Recorded information:
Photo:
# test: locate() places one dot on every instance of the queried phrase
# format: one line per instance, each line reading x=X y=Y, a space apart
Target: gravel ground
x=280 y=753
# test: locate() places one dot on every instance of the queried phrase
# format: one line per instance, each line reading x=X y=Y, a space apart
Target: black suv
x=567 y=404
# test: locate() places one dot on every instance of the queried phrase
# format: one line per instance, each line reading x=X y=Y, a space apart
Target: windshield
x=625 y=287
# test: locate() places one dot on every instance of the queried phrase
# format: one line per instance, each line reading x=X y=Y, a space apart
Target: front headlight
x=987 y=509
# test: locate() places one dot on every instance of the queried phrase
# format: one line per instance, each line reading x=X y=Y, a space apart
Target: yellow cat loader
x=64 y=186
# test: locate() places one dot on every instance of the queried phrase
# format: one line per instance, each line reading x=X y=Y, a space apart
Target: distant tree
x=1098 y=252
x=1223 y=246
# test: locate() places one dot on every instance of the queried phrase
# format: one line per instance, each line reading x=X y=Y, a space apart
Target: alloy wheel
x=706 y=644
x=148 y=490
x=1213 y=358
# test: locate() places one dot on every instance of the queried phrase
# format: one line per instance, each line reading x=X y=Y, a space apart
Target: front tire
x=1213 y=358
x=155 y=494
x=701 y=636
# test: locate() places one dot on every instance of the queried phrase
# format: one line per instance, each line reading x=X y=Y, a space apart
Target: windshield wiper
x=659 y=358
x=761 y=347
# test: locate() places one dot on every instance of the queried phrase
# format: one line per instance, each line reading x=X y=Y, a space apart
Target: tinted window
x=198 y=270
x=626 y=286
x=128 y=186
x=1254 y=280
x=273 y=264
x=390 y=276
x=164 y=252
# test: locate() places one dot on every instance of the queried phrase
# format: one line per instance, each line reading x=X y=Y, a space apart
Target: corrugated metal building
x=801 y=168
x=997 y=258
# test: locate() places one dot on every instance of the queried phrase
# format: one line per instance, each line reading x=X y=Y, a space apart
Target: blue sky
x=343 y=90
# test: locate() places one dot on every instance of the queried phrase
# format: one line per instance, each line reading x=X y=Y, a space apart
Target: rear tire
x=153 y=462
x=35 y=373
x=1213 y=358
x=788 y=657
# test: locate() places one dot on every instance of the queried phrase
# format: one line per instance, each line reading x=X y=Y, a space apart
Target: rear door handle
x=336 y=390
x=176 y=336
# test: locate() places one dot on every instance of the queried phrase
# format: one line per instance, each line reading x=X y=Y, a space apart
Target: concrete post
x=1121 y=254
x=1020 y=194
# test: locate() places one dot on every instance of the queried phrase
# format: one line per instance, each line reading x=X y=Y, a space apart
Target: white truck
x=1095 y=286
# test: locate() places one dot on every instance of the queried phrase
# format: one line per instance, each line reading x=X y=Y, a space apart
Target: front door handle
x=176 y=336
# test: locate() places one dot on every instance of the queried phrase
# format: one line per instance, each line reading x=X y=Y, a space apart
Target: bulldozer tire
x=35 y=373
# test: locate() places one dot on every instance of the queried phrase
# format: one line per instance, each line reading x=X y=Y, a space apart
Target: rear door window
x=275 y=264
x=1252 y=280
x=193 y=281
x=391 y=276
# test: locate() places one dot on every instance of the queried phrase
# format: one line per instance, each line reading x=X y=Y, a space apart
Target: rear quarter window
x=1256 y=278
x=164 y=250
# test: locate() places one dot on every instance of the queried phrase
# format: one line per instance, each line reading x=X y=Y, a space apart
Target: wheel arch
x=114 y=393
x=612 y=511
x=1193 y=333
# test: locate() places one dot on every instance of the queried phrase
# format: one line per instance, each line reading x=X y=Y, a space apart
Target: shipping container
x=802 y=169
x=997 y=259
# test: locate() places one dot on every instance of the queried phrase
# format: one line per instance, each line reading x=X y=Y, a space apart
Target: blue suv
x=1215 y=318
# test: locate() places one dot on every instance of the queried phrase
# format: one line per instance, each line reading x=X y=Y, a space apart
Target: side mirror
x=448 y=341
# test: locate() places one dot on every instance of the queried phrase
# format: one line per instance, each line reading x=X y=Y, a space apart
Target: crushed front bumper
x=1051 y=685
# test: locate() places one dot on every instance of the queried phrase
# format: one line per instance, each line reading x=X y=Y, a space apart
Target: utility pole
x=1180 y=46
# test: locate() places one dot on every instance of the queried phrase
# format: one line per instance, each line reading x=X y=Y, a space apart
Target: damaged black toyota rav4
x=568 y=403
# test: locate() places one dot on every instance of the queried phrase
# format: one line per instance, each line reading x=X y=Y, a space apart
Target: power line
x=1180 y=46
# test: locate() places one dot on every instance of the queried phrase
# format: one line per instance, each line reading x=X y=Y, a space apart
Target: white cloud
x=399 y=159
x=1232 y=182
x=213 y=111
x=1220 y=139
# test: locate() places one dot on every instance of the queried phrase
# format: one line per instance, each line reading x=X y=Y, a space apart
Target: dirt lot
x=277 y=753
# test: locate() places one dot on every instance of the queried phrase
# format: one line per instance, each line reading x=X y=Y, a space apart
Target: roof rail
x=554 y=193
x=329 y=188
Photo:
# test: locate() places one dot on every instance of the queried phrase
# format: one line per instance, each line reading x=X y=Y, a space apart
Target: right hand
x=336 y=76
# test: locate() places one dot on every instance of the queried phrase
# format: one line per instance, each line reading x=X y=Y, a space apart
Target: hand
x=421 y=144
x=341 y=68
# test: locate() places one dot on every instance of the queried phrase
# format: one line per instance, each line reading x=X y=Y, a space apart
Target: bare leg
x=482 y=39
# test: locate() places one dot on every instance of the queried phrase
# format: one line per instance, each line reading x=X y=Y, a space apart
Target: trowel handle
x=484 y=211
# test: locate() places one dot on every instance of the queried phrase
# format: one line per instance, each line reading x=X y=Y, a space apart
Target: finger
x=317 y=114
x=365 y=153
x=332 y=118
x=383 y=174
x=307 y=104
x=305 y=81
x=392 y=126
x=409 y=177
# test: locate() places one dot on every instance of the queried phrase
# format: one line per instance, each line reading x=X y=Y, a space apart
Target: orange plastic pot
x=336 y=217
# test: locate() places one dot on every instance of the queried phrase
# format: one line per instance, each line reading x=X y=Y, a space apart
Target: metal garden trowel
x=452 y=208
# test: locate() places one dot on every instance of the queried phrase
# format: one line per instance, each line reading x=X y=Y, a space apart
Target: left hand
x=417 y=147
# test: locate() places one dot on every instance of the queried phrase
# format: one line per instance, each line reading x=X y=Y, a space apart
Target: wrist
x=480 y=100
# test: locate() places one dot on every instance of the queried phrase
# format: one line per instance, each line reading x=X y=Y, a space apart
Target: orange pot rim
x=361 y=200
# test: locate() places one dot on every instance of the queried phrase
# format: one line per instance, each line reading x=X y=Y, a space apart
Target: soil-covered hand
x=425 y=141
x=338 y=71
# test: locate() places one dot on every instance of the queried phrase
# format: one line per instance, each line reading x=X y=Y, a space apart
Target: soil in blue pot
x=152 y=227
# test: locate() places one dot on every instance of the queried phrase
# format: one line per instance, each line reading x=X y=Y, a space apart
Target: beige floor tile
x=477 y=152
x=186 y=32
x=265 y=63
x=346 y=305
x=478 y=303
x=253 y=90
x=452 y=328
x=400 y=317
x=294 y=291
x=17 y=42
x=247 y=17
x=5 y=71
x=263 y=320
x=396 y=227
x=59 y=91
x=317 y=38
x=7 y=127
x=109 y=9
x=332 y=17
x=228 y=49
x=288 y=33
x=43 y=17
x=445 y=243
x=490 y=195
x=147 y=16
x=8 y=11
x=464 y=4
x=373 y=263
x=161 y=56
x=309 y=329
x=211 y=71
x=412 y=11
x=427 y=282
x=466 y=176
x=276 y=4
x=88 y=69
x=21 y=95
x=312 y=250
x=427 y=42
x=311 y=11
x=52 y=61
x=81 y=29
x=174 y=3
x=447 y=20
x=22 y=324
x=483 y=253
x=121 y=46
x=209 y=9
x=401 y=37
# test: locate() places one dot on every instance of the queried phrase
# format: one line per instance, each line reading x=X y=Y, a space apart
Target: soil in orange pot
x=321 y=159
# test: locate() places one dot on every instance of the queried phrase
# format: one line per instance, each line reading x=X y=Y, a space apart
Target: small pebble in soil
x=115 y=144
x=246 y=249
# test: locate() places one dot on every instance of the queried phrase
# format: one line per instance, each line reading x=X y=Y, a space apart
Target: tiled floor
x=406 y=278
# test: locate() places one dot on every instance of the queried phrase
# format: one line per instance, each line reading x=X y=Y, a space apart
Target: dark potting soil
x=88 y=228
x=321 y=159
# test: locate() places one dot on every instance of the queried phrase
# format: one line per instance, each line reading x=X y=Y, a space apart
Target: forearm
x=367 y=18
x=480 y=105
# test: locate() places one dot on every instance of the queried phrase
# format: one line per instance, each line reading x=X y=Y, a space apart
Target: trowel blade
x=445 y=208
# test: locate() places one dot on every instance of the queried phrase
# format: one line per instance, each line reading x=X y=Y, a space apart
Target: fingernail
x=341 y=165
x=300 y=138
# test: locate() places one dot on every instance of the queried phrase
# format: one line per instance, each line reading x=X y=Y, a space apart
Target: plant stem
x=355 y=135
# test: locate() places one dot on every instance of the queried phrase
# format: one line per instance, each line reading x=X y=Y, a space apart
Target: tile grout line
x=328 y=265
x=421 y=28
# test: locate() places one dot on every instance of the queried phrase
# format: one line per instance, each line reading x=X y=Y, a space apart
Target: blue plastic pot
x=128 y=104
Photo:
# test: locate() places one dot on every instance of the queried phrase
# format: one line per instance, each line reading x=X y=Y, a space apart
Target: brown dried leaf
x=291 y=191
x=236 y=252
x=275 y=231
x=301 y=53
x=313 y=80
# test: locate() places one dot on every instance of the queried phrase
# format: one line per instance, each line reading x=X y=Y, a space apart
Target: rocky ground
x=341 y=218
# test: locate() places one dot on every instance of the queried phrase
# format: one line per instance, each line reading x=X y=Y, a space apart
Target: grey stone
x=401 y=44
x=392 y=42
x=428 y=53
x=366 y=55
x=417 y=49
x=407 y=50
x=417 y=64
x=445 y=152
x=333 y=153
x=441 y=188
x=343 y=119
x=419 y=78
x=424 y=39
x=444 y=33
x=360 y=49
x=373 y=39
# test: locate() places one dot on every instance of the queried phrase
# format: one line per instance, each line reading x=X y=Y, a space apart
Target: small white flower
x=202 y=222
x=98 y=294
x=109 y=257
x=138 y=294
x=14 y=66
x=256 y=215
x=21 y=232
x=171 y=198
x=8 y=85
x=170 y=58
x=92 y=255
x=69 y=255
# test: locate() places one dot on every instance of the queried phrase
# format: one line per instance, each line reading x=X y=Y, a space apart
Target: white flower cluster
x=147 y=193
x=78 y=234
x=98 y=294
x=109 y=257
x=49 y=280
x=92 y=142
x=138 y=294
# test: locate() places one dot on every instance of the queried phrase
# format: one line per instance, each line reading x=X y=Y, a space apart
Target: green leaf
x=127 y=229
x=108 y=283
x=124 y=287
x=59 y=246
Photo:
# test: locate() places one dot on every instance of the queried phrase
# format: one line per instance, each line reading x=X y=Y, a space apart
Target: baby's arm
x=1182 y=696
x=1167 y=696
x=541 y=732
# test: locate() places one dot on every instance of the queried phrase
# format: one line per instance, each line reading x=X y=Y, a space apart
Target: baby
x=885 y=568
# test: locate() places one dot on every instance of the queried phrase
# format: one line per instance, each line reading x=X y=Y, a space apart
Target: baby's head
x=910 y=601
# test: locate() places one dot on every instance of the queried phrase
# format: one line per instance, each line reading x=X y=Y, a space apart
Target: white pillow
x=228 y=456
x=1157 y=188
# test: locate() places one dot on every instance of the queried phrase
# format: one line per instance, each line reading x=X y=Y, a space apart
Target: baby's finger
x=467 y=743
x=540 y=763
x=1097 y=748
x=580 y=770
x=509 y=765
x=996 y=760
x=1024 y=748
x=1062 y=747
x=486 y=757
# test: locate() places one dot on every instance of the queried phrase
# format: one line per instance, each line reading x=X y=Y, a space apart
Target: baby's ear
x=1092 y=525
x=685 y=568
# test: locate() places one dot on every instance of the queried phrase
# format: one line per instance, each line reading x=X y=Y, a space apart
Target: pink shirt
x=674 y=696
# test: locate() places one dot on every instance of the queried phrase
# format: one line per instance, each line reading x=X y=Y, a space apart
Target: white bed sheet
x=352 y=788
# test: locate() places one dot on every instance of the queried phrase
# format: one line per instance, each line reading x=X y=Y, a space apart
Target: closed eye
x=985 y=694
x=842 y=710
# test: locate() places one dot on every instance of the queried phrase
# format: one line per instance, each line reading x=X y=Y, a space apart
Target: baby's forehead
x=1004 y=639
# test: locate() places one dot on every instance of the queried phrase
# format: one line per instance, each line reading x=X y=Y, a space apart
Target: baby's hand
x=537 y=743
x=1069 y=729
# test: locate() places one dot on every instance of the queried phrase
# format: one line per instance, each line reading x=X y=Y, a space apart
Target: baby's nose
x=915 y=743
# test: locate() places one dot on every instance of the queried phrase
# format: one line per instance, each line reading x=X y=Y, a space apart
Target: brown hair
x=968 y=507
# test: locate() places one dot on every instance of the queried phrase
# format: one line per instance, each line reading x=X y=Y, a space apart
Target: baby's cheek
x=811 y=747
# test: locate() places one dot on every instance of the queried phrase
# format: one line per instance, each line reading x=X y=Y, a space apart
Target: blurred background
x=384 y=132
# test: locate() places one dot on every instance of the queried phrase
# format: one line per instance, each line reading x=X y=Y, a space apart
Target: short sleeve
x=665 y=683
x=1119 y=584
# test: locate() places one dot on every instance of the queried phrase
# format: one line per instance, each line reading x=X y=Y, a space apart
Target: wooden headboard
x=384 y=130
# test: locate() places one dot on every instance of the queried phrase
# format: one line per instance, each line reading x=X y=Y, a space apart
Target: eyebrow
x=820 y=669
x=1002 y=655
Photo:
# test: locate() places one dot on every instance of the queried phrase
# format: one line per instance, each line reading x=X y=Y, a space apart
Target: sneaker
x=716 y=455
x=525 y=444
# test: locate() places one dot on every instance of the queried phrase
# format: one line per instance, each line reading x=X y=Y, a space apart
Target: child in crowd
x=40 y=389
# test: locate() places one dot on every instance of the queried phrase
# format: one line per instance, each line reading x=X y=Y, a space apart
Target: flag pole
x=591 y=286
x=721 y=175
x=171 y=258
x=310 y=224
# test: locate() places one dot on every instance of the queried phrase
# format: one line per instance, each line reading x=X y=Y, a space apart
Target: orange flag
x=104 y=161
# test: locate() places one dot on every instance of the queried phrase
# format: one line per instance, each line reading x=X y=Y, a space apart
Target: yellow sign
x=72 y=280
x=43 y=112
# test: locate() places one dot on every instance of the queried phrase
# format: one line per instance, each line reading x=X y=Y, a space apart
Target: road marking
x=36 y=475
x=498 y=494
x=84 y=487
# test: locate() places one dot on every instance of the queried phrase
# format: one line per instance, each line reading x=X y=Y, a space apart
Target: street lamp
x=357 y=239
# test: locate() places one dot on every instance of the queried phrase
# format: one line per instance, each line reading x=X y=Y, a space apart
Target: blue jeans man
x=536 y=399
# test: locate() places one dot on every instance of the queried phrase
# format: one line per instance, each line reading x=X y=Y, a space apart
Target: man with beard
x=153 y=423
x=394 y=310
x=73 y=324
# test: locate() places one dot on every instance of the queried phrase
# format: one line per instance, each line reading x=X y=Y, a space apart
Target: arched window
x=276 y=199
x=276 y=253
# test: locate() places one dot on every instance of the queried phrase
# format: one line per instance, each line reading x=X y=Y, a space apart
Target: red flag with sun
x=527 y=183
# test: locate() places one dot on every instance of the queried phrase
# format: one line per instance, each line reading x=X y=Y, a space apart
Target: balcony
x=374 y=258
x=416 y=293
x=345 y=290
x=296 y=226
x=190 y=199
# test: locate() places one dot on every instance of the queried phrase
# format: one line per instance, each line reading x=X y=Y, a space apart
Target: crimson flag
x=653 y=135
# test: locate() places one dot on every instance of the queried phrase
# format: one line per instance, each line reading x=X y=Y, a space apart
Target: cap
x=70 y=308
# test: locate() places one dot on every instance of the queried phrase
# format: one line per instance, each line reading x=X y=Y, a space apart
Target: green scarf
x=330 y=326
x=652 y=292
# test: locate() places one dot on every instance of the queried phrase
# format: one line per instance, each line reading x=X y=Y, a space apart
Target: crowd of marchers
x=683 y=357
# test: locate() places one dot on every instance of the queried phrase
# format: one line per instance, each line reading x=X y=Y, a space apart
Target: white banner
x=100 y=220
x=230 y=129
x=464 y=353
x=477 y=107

What is asked: Please format the listing from its first line up to and including the line with "x=701 y=636" as a JSON list of strings, one string per line, with blank lines left out.

Expected output:
[
  "Photo:",
  "# test: locate() places one dot on every instance of the queried phrase",
  "# format: one line per instance, each line reading x=X y=Y, a space apart",
  "Target: gravel ground",
  "x=280 y=753",
  "# test: locate() places one dot on every instance of the queried phrase",
  "# format: one line per instance, each line reading x=X y=Y, a space apart",
  "Target: black suv",
  "x=567 y=404",
  "# test: locate() places one dot on every instance of the queried phrase",
  "# format: one line per instance, each line reading x=X y=Y, a space apart",
  "Target: windshield",
  "x=625 y=287",
  "# test: locate() places one dot on every instance of the queried phrase",
  "# format: one line per instance, each line reading x=X y=Y, a space apart",
  "Target: front headlight",
  "x=987 y=509",
  "# test: locate() places one dot on every instance of the queried phrase",
  "# format: one line per instance, each line reading x=X y=Y, a space apart",
  "Target: yellow cat loader",
  "x=64 y=186",
  "# test: locate() places one dot on every instance of the queried phrase",
  "# format: one line per instance, each line reading x=X y=Y, a space apart",
  "Target: distant tree",
  "x=1098 y=252",
  "x=1223 y=246",
  "# test: locate() places one dot on every instance of the queried phrase",
  "# format: one line per instance, each line reading x=X y=Y, a space apart",
  "Target: alloy wheel",
  "x=706 y=644",
  "x=148 y=490",
  "x=1213 y=358",
  "# test: locate() places one dot on every instance of the queried phrase",
  "# format: one line per instance, each line reading x=X y=Y, a space apart",
  "Target: front tire",
  "x=1213 y=358",
  "x=155 y=494",
  "x=701 y=636"
]